# TASK OBJECTIVE
In the data below, find the line that contains "Target: stone building facade" and the line that contains "column 47, row 121". Copy both, plus every line between them, exactly.

# Stored data
::::
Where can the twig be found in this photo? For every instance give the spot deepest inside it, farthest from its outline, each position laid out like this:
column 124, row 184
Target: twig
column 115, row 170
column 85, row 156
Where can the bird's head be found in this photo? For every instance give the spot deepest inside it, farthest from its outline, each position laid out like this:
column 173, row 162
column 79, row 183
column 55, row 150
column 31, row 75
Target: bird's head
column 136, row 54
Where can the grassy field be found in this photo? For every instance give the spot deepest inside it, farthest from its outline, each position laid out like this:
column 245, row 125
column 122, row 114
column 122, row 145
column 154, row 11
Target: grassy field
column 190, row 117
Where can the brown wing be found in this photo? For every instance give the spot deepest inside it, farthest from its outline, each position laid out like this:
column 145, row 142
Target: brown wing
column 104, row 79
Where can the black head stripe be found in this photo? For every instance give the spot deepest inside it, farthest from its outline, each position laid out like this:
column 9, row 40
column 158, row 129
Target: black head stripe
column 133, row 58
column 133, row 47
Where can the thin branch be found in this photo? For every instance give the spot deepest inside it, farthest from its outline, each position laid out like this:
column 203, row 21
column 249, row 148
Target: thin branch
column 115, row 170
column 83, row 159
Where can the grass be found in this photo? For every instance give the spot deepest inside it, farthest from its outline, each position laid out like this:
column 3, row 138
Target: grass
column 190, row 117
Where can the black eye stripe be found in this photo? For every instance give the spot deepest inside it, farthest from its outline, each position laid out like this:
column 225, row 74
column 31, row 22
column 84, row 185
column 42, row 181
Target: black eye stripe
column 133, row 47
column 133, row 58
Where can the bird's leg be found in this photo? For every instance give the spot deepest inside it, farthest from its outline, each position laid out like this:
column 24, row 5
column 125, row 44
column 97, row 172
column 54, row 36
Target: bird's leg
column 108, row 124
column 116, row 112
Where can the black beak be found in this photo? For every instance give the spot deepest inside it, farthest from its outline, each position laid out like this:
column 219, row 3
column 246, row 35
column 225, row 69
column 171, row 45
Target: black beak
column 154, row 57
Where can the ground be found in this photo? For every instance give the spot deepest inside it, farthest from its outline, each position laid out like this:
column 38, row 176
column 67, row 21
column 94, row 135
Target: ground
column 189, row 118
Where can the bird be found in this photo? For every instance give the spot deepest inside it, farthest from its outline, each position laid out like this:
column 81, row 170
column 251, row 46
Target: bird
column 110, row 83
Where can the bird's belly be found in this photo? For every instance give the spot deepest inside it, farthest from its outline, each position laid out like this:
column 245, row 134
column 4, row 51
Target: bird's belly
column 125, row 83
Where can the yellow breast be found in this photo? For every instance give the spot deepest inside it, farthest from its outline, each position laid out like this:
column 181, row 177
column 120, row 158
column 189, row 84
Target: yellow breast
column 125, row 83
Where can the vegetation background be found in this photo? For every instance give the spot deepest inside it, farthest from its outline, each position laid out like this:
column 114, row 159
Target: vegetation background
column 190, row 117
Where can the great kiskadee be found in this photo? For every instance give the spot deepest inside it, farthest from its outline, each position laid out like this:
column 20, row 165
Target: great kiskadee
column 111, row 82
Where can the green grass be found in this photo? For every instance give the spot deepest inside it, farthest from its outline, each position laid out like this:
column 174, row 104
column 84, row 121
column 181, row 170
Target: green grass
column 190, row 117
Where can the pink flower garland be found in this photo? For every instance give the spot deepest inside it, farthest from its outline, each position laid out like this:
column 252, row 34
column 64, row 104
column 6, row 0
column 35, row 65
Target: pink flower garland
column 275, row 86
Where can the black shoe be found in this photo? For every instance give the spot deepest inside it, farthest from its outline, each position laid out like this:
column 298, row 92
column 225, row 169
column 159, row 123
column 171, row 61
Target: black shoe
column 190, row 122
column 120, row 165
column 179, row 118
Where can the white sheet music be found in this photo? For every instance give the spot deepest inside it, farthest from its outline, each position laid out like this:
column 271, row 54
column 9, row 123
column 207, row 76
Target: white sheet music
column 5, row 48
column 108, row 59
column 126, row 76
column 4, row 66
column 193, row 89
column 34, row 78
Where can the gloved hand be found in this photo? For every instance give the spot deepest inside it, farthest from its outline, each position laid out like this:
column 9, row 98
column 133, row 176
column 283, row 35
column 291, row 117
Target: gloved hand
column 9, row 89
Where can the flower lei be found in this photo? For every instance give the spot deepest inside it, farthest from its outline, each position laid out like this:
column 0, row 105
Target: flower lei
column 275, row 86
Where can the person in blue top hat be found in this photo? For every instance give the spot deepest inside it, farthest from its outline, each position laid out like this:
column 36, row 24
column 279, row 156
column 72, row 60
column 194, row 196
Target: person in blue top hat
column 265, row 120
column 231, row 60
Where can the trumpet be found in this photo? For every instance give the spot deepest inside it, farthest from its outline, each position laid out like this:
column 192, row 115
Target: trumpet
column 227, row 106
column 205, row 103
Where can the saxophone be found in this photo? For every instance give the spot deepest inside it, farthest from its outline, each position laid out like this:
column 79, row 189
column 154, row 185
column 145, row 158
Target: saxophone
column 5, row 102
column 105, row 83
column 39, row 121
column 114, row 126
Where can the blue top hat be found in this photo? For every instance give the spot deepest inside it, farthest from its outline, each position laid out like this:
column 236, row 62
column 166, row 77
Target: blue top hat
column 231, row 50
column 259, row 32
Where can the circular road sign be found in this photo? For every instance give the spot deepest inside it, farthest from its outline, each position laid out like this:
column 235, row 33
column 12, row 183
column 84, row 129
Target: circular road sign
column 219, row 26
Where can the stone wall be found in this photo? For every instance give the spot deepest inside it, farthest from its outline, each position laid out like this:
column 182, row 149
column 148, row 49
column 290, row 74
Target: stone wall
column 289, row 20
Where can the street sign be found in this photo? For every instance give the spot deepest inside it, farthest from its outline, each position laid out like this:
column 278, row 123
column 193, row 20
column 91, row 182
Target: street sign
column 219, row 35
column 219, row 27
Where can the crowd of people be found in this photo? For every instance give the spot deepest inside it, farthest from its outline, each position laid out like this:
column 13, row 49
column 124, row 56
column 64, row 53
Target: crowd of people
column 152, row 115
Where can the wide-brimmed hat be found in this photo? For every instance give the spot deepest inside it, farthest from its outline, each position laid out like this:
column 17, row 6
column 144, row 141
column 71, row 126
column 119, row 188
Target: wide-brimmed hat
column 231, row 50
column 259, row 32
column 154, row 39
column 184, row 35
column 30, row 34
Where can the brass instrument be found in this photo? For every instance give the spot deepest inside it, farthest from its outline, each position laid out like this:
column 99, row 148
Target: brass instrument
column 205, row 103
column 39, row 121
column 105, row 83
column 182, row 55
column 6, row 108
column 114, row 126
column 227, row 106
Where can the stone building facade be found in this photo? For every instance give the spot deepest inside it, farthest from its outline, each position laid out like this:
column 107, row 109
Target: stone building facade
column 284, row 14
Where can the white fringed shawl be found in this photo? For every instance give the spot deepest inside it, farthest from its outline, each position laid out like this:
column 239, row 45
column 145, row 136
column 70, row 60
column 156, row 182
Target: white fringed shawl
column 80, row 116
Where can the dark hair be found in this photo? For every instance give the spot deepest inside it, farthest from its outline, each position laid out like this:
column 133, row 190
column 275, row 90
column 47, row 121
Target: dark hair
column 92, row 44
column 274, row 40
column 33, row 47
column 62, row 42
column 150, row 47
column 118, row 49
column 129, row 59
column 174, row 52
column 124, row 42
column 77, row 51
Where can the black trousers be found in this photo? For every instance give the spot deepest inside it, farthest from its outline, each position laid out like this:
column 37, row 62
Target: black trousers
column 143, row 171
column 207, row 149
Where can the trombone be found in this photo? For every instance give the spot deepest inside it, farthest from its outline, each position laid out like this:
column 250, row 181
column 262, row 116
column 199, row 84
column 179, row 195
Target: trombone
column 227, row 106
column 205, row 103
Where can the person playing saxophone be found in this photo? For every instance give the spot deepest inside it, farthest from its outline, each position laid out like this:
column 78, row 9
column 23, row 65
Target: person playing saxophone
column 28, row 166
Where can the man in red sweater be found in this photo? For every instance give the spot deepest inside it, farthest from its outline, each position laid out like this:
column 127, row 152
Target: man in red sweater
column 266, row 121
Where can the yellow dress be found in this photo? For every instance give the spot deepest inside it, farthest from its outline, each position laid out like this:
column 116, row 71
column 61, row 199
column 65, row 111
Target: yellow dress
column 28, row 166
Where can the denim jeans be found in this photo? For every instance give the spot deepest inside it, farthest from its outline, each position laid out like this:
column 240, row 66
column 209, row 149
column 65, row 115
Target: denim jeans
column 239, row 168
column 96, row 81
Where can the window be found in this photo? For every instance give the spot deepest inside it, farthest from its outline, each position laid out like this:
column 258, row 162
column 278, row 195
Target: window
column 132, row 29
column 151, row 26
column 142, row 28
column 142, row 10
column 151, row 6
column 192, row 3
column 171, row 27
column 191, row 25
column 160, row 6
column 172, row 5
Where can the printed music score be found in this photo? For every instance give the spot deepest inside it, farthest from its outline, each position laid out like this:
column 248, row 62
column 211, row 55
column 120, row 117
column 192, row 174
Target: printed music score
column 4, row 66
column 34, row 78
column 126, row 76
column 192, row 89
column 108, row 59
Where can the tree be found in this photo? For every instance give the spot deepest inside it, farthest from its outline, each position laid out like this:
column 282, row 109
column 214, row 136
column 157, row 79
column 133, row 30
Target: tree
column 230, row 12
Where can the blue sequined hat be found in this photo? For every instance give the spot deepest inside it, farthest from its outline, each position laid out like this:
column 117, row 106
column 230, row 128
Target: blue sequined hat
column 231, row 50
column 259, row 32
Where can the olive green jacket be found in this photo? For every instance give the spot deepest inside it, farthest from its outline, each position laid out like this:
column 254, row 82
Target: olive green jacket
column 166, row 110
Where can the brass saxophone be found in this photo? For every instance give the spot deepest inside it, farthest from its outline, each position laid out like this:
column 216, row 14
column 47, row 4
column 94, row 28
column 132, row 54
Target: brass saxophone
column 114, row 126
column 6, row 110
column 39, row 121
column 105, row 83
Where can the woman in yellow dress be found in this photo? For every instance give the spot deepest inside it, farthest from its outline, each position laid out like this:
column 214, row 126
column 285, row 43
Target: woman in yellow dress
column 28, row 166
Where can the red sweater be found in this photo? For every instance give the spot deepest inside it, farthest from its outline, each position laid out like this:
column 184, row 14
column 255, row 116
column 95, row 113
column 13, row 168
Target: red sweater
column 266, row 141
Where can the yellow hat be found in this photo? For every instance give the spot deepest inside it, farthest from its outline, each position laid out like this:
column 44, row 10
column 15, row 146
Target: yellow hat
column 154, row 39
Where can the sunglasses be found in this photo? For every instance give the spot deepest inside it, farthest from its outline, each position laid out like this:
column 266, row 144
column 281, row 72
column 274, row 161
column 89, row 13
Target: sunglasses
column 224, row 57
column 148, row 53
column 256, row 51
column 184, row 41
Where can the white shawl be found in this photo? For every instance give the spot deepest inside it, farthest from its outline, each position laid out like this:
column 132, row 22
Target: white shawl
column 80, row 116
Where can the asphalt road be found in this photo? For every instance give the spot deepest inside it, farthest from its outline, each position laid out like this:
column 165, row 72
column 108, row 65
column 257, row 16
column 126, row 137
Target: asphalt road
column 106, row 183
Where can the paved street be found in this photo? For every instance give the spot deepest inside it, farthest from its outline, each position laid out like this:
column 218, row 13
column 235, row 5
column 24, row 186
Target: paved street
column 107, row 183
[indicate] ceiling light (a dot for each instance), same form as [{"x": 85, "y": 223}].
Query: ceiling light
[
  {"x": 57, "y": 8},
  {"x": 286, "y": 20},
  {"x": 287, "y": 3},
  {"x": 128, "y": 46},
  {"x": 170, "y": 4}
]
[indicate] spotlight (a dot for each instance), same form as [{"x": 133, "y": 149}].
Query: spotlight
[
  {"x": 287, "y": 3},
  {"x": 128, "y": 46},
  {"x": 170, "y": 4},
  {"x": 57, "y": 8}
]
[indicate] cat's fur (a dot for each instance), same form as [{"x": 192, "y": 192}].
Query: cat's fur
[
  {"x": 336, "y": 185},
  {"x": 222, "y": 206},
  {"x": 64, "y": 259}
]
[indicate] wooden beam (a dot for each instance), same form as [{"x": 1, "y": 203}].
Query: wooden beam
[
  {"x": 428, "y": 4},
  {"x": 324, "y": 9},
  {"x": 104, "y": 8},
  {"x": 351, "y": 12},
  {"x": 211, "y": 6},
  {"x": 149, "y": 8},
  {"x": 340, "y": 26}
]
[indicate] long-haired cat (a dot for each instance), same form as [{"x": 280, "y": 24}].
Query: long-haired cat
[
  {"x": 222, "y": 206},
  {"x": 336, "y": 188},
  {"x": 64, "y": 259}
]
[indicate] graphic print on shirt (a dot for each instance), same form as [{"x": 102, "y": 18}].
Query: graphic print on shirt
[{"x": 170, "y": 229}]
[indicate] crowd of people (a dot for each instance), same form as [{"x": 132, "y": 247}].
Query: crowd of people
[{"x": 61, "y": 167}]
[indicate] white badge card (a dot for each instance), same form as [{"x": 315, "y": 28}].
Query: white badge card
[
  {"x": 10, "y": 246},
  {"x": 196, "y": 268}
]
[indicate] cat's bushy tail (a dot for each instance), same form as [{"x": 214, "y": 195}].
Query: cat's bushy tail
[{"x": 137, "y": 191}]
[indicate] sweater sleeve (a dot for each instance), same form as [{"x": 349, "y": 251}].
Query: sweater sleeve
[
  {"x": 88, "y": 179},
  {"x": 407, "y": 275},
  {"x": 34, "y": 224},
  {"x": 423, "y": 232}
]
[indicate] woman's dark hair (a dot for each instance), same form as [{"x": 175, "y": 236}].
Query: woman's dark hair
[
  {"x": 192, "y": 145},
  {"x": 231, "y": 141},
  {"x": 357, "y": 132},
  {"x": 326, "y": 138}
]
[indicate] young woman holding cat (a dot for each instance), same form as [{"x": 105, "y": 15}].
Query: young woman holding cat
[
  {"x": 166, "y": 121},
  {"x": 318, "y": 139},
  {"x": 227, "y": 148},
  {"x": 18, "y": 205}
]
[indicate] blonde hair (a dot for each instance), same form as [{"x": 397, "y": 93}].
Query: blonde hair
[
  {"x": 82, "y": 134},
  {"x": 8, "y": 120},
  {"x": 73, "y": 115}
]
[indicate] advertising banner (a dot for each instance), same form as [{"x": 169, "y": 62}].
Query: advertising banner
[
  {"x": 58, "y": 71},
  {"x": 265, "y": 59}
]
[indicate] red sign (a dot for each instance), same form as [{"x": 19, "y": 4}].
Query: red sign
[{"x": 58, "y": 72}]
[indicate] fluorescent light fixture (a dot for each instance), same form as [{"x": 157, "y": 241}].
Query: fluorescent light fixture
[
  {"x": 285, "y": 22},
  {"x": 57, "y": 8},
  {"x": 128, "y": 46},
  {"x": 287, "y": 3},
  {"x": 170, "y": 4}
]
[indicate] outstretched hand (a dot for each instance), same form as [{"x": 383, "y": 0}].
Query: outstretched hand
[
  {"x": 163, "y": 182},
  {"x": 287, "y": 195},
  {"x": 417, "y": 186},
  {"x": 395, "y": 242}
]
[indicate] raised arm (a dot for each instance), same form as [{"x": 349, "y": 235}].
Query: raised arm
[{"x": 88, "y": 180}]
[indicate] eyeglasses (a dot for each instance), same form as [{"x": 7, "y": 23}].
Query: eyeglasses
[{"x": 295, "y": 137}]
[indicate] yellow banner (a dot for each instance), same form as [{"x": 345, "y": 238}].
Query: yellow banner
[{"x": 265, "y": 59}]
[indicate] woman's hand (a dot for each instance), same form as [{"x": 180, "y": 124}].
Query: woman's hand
::::
# WRITTEN SOLUTION
Target: stone building facade
column 284, row 14
Where can the white fringed shawl be found in this photo? For every instance give the spot deepest inside it, farthest from its outline, each position laid out like this:
column 239, row 45
column 145, row 136
column 70, row 60
column 156, row 182
Target: white fringed shawl
column 80, row 116
Where can the dark hair be found in this photo? For every instance give the spot deepest inside it, farthest from its outline, each position laid out like this:
column 133, row 190
column 275, row 90
column 47, row 121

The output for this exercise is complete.